◆ **Work instructions**
If a line in the records below contains "then", copy that line.

Data extracted from a collection
###

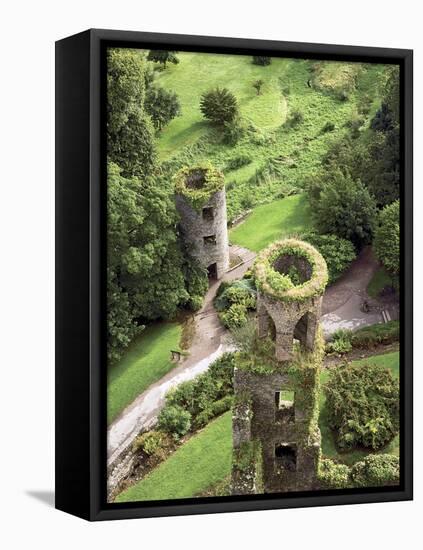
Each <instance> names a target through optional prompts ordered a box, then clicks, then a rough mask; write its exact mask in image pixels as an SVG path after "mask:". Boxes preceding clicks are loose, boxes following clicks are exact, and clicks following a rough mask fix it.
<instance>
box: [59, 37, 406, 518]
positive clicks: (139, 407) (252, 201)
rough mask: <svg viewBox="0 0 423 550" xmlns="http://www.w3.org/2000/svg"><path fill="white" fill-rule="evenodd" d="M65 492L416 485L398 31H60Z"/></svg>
mask: <svg viewBox="0 0 423 550" xmlns="http://www.w3.org/2000/svg"><path fill="white" fill-rule="evenodd" d="M56 106H57V107H56V213H57V222H56V243H57V246H56V258H57V272H56V289H57V302H56V307H57V318H56V327H57V328H56V348H57V356H56V506H57V508H59V509H61V510H64V511H66V512H69V513H72V514H75V515H78V516H81V517H83V518H86V519H89V520H104V519H118V518H136V517H147V516H164V515H175V514H197V513H206V512H207V513H210V512H227V511H240V510H265V509H270V508H287V507H299V506H316V505H334V504H349V503H350V504H352V503H366V502H382V501H395V500H408V499H411V498H412V52H411V51H409V50H393V49H383V48H365V47H354V46H333V45H322V44H300V43H288V42H274V41H272V42H270V41H261V40H241V39H230V38H211V37H199V36H179V35H165V34H149V33H137V32H120V31H106V30H90V31H86V32H83V33H81V34H78V35H75V36H72V37H69V38H66V39H64V40H60V41H59V42H57V44H56Z"/></svg>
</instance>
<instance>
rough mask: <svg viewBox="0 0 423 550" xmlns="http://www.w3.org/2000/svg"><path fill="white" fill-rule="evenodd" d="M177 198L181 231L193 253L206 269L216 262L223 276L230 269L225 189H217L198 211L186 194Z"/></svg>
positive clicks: (220, 272) (216, 273)
mask: <svg viewBox="0 0 423 550" xmlns="http://www.w3.org/2000/svg"><path fill="white" fill-rule="evenodd" d="M175 202H176V208H177V210H178V212H179V215H180V218H181V219H180V224H179V226H180V231H181V235H182V238H183V240H184V242H185V244H186V246H187V248H188V251H189V253H190V254H191V255H192V256H193V257H194V258H197V259H198V261H199V262H200V264H201V265H202V266H203V267H204V268H205V269H207V268H209V266H212V265H213V264H216V278H217V279H220V278H221V277H222V275H223V274H224V273H225V272H226V271H227V270H228V269H229V243H228V229H227V219H226V195H225V189H222V190H220V191H217V192H216V193H214V194H213V195H212V196H211V197H210V199H209V200H208V201H207V203H205V204H204V205H203V207H202V208H201V209H199V210H198V211H197V210H195V209H194V208H193V207H192V206H191V204H190V203H189V201H188V200H187V199H186V198H185V197H184V196H182V195H176V196H175ZM210 209H212V210H210ZM211 212H212V217H211V216H210V213H211ZM207 238H208V239H207Z"/></svg>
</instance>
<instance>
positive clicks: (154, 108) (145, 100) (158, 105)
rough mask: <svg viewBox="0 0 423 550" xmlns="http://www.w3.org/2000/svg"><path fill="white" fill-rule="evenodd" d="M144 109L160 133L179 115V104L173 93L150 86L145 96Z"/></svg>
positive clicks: (179, 112)
mask: <svg viewBox="0 0 423 550" xmlns="http://www.w3.org/2000/svg"><path fill="white" fill-rule="evenodd" d="M145 109H146V111H147V112H148V114H149V115H150V117H151V120H152V122H153V125H154V128H155V129H156V130H159V131H160V130H161V129H162V128H163V127H164V126H166V124H168V123H169V122H170V121H171V120H172V119H174V118H175V117H176V116H178V115H179V114H180V113H181V104H180V103H179V99H178V96H177V95H176V94H175V92H169V91H167V90H165V89H164V88H159V87H156V86H151V87H150V88H149V89H148V91H147V94H146V96H145Z"/></svg>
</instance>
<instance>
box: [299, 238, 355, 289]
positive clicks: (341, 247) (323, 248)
mask: <svg viewBox="0 0 423 550" xmlns="http://www.w3.org/2000/svg"><path fill="white" fill-rule="evenodd" d="M301 239H302V240H304V241H307V242H309V243H310V244H312V245H313V246H314V247H315V248H316V249H317V250H318V251H319V252H320V254H321V255H322V256H323V257H324V259H325V260H326V265H327V266H328V275H329V280H328V284H331V283H334V282H335V281H336V280H337V279H339V277H340V276H341V275H342V274H343V273H344V271H345V270H346V269H347V268H348V267H349V266H350V264H351V262H352V261H353V260H354V259H355V257H356V254H355V250H354V246H353V245H352V243H351V241H348V240H347V239H342V238H341V237H338V236H337V235H319V234H318V233H306V234H304V235H301Z"/></svg>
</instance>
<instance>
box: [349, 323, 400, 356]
mask: <svg viewBox="0 0 423 550" xmlns="http://www.w3.org/2000/svg"><path fill="white" fill-rule="evenodd" d="M399 336H400V328H399V321H389V322H388V323H384V324H378V325H371V326H369V327H363V328H361V329H358V330H357V331H356V332H354V333H353V334H352V336H351V343H352V345H353V347H354V348H364V349H369V348H373V347H375V346H377V345H378V344H392V343H394V342H397V341H398V340H399Z"/></svg>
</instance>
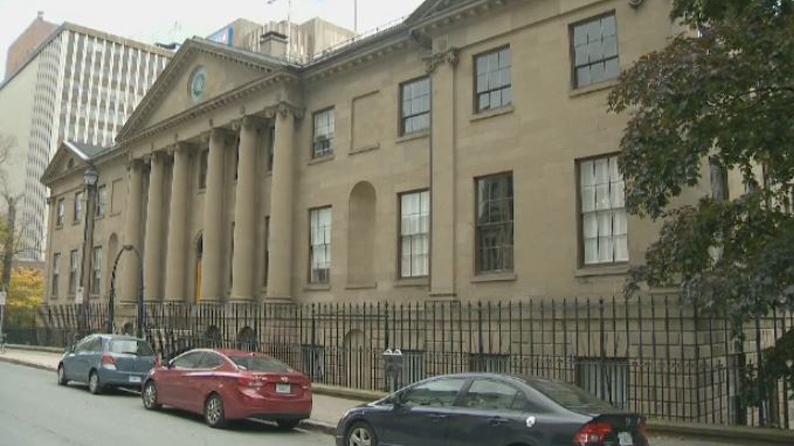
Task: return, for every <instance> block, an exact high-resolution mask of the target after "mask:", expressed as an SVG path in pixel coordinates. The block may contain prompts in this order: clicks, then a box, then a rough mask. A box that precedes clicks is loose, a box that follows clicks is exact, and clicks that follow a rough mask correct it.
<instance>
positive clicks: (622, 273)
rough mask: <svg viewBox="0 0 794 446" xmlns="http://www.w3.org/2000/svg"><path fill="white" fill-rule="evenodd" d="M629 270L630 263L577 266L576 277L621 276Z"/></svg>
mask: <svg viewBox="0 0 794 446" xmlns="http://www.w3.org/2000/svg"><path fill="white" fill-rule="evenodd" d="M628 272H629V265H628V264H620V265H603V266H599V265H593V266H583V267H580V268H577V270H576V271H575V272H574V276H575V277H597V276H620V275H624V274H626V273H628Z"/></svg>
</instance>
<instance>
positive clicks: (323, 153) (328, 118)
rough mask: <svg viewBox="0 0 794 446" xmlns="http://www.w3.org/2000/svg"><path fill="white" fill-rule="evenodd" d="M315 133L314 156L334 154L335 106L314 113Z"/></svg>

###

◆ **The answer**
Each <instance> names a target through optional prompts ordered a box, then clicks, then a rough mask; write its exact mask in image pixels as an SVG path after "mask:". Boxes preceding clicks are loose, boxes following clicks are exact, and clicks following a rough mask fix it.
Task: return, for every <instance> block, an exact high-resolution mask of the target after "mask:", expressed as an SVG path in pixel coordinates. The block may contain prompts in this order: clicks, then a box, then a rough mask. A box that precedes clicks is loose, a box that follows clicks is exact, and clicks that follow a rough mask correct it.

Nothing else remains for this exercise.